『つつじ』姜恩喬作/茨木のり子訳
2006年 02月 21日
私はそれほど詩集を読んで来たわけでもないし、詩集を読むのが大好きってわけでもない。それでも彼女の詩の視線にとても心惹かれた。しっかりとまっすぐ射抜かれるようだった。
彼女の本の中に「韓国現代詩選」というものがある。50歳を過ぎてからハングルを学び始め、ハングルの詩を日本語に訳してまとめられた本だった。私はこの本の中にあった茨木さんが訳された一遍の詩「つつじ」(詩:姜恩喬)に惹かれ、自分で曲をつけさせてもらって2枚目のアルバム"yellow"に収録した。

抽出データ >>
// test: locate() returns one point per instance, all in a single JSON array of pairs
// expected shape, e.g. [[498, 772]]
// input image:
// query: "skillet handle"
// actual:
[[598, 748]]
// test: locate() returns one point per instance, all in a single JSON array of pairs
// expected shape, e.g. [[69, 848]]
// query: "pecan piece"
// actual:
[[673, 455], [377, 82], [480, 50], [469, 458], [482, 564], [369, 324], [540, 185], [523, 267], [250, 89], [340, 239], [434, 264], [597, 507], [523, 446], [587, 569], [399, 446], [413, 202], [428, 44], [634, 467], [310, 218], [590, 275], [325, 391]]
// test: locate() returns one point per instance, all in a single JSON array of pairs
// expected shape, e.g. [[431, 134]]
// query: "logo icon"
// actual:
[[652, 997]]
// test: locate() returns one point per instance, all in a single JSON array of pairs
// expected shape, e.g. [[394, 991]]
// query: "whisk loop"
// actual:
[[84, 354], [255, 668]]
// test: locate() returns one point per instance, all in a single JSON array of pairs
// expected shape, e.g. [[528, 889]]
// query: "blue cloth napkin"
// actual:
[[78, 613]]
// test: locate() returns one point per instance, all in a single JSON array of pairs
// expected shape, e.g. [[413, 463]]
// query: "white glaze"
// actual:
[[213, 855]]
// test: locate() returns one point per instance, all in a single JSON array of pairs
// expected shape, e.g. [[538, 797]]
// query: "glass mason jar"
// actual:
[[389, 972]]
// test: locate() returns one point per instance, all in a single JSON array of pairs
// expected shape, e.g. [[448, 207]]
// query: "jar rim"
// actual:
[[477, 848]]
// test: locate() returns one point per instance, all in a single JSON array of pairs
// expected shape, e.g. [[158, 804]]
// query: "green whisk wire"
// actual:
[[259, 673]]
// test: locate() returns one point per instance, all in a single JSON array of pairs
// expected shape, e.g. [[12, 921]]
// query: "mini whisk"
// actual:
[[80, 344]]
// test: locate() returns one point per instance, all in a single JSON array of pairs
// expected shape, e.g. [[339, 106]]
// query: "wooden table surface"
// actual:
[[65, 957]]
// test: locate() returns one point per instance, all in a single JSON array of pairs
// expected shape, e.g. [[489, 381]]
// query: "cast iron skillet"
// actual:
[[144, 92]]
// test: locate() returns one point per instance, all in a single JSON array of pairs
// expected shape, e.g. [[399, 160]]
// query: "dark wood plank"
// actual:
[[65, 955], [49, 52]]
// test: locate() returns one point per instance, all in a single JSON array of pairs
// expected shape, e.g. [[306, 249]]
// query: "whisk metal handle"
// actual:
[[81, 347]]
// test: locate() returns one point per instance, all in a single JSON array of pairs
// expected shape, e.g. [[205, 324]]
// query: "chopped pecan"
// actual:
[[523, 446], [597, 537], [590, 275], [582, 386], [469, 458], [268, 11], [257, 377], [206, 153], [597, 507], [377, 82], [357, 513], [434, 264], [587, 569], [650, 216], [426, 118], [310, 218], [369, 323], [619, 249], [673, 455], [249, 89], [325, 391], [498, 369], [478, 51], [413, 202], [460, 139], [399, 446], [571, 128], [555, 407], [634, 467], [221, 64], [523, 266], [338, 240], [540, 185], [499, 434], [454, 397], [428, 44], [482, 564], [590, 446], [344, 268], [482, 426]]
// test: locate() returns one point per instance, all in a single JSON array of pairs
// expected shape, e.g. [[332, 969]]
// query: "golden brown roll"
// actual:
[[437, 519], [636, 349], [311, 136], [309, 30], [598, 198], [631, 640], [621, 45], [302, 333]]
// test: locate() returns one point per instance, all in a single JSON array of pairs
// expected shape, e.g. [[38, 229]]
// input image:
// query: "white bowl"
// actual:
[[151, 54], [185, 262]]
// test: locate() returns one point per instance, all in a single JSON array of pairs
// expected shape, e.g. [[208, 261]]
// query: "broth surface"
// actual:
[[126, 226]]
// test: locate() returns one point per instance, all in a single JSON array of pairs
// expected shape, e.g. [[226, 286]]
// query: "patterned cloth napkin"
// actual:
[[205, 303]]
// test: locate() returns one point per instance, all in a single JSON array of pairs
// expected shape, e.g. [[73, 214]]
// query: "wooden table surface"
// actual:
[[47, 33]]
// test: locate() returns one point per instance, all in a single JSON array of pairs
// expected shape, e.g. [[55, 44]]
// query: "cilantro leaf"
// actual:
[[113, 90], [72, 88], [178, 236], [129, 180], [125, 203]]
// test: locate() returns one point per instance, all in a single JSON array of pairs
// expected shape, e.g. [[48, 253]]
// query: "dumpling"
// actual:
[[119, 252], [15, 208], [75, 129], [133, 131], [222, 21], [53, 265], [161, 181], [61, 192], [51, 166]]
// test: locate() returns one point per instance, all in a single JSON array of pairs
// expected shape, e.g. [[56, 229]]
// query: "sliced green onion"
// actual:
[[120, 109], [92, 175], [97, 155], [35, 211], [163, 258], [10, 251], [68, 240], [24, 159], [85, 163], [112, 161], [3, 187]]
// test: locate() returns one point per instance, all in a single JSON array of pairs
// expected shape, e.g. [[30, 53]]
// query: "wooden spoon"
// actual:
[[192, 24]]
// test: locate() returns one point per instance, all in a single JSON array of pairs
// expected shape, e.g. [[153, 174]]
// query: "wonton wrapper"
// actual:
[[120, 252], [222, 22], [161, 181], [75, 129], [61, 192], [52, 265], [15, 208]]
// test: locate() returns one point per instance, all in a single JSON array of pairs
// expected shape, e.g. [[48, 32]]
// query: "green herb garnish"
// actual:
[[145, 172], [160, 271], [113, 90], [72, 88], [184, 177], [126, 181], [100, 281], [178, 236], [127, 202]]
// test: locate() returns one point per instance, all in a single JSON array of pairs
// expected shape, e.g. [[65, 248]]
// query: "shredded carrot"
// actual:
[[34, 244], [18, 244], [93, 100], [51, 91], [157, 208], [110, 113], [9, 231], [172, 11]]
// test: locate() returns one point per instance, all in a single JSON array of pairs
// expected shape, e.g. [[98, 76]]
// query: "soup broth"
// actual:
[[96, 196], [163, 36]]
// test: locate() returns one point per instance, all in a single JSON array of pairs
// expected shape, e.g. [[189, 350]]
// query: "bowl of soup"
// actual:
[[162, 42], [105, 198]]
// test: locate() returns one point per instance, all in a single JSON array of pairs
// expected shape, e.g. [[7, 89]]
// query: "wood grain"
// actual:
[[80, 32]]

やること >>
1 - 文章について、次の問いに答えよ。
(a) 「韓国現代詩選」の訳者がハングルを学び始めたのは何歳を過ぎてからか。
(b) 詩「つつじ」の作者は誰か。
(c) 曲をつけた「つつじ」が収録されたアルバムの名前は何か。
2 - 抽出データの行のうち、「handle」という文字列を含む行の数を数えてください。答えは数だけとする。

解答一覧 >>
1 -
(a) 50歳
(b) 姜恩喬
(c) "yellow"

2 - 2